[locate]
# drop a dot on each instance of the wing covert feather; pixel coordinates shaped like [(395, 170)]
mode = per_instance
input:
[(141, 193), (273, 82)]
++++++++++
■ What is needed ■
Copy the records above line for line, with no changes.

■ Exercise response ■
[locate]
# drop a dot on each instance of the wing covert feather; pixel coordinates shaped like [(395, 170)]
mode = per_instance
input:
[(141, 193), (273, 82)]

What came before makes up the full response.